### CONSIGNES ÉCRITES:
[1] Recopiez mot pour mot le passage du récit de course compris entre « Et j'oubliais… 2700 » et « chaque pas ! », ces deux bornes incluses.
[2] Dressez la liste de toutes les activités d'entraînement auxquelles, selon le récit de course, des heures ont été consacrées.

L'intégrale des Causses du Festival des templiers et ses 62 km 2700 D+ était l'objectif final de l'année pour Caro de la team 2024-2025... Elle ..euh ... On l'a fait!
"Mon objectif de l'année 2024
Mon objectif après 1 an avec Conviviatrail
On l'a fait
11h31 de course à travers le Causse Noir, 62 kilomètres en version ch'ti sous le crachin, la pluie et le froid ! Une vraie 6-2 !
Et j'oubliais… 2700 D+ et D- !
On l'a fait
En solo, portée par tous mes "moi" et surtout par toute la force transmise et accumulée ! Cette force qui vient de toi ! Bon, OK, tu voulais voir du paysage… eh bien dans le brouillard, on n'a rien vu !
Tu as vu mes pieds et encore mes pieds ! Sur lesquels on a veillé à chaque pas !
Une pression mentale pour tenir cette cheville accidentée le 7 août sur les chemins de la Réunion ! Le 17 septembre, pour mes 36 ans , on enlevait l'attelle et 4 semaines plus tard, je m'alignais au départ !
Des heures de piscine (je connais chaque carrelage blanc et bleu du fond de l'eau ), des heures de vélo, de marche, de renforcement… Plus de 15h par semaine à bosser Germaine ! Sous l'œil attentif et professionnel de Raphaël, alias OMG, by Conviviatrail !
"J'ai craqué, pleuré, douté, mais jamais lâché ! Il y croyait plus que moi !"
On l'a fait !
Soutenue par les copains mais en toute discrétion… les "fais pas ci, fais pas ça" n'avaient pas de place dans mon programme !
Ceux qui ont cru en ce départ le savent ! Pour les autres, je vous comprends… je n'y croyais pas moi-même ! Mais je n'ai rien lâché !
On l'a fait !
Vous pensez qu'il fait beau à Millau ? Oui, vous avez raison, mais pas le jour de ma course !
Jeudi après-midi, retrait du dossard sous une ambiance pluvieuse … beaucoup de monde, une logistique voiture, parking à gérer pour cette navette du vendredi matin à 5h ! Super organisation, sans compter les caprices du Tarn qui déborde !
Nous voilà dans les inondations de parking ! Merci à mon amie Laurence de Millau pour tous les précieux conseils d'organisation !
J'ai le dossard en main ! Je vais le prendre, ce départ… pas de doute…
Mais jeudi soir, les orages éclatent ! Millau s'illumine à chaque éclair et le tonnerre gronde ! Je flippe ! La course va-t-elle avoir lieu ?

### DONNÉES ENREGISTRÉES:
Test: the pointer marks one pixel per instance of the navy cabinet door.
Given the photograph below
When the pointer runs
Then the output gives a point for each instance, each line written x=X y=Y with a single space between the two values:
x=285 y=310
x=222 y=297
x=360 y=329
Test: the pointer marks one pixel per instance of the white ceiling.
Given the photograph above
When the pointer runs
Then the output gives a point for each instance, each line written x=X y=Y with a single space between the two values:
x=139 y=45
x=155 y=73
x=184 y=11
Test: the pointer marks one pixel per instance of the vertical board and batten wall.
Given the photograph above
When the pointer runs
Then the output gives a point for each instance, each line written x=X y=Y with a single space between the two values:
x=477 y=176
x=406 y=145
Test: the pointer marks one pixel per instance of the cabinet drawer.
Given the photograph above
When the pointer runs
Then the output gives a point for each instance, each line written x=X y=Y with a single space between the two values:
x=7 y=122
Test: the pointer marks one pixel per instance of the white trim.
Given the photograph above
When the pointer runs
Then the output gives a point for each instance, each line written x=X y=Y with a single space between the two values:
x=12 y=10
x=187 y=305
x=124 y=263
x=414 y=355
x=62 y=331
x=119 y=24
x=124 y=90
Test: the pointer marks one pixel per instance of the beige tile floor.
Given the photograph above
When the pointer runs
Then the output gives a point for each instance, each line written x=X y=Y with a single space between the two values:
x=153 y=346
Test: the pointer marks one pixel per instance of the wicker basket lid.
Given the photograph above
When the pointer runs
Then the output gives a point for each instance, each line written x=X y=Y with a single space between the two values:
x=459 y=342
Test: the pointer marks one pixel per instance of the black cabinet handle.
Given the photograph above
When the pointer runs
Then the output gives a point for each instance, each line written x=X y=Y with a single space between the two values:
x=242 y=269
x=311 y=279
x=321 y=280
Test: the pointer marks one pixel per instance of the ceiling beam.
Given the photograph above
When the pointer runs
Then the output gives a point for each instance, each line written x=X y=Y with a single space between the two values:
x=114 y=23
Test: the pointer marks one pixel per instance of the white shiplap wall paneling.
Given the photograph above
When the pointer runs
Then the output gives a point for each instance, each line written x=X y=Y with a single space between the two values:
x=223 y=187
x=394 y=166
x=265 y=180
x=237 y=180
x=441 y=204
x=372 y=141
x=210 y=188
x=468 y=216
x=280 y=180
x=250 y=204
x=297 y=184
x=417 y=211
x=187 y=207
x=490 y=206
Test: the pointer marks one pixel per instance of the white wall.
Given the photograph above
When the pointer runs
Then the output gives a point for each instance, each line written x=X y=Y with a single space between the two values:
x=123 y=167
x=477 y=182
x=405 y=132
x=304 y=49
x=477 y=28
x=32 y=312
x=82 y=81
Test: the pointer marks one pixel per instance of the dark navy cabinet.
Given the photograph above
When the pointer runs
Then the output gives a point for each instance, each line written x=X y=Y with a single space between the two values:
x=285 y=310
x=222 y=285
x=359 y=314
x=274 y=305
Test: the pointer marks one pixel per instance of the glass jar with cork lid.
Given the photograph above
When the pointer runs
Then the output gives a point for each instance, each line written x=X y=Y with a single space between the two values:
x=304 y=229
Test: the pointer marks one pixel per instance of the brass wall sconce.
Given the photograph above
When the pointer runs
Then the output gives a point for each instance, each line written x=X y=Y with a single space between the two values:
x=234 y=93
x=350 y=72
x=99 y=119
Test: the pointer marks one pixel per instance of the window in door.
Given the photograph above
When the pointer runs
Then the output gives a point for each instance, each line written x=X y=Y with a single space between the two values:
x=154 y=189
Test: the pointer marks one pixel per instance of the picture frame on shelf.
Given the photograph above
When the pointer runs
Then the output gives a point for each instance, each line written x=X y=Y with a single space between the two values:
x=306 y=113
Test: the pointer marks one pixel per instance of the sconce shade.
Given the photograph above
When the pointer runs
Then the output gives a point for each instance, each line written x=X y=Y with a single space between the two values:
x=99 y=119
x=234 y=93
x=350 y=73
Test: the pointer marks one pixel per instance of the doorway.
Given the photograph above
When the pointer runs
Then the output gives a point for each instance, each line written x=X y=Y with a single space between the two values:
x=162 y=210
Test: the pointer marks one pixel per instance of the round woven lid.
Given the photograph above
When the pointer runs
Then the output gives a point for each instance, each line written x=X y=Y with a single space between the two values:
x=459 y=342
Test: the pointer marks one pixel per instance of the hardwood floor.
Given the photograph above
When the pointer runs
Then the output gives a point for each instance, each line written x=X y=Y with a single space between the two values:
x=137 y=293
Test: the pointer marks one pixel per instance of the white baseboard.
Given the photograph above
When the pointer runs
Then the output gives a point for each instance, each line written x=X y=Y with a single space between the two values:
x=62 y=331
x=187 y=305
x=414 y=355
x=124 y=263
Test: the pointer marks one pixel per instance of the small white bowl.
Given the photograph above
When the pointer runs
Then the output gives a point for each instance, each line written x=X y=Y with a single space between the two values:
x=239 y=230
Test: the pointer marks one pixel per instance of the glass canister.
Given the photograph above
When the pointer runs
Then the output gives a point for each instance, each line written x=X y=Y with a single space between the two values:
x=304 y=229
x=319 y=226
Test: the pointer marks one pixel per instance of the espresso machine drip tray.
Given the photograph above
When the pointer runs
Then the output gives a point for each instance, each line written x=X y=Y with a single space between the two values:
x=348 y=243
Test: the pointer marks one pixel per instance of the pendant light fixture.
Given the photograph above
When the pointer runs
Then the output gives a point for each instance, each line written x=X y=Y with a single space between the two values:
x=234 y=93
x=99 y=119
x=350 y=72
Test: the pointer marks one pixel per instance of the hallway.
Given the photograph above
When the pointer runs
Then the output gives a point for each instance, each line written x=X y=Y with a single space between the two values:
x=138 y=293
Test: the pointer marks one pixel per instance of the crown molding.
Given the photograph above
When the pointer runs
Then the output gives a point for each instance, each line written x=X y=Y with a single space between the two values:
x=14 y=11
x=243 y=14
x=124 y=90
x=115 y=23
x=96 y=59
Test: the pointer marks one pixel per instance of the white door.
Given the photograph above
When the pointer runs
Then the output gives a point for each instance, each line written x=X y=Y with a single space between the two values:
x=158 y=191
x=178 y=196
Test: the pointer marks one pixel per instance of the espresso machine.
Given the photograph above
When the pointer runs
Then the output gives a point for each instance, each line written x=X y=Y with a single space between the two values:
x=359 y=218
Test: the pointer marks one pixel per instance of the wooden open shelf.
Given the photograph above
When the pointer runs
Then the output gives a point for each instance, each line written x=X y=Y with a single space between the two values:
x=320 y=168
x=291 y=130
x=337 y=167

### SOLUTIONS CI-DESSOUS:
[1]
Et j'oubliais… 2700 D+ et D- !
On l'a fait
En solo, portée par tous mes "moi" et surtout par toute la force transmise et accumulée ! Cette force qui vient de toi ! Bon, OK, tu voulais voir du paysage… eh bien dans le brouillard, on n'a rien vu !
Tu as vu mes pieds et encore mes pieds ! Sur lesquels on a veillé à chaque pas !

[2] piscine, vélo, marche, renforcement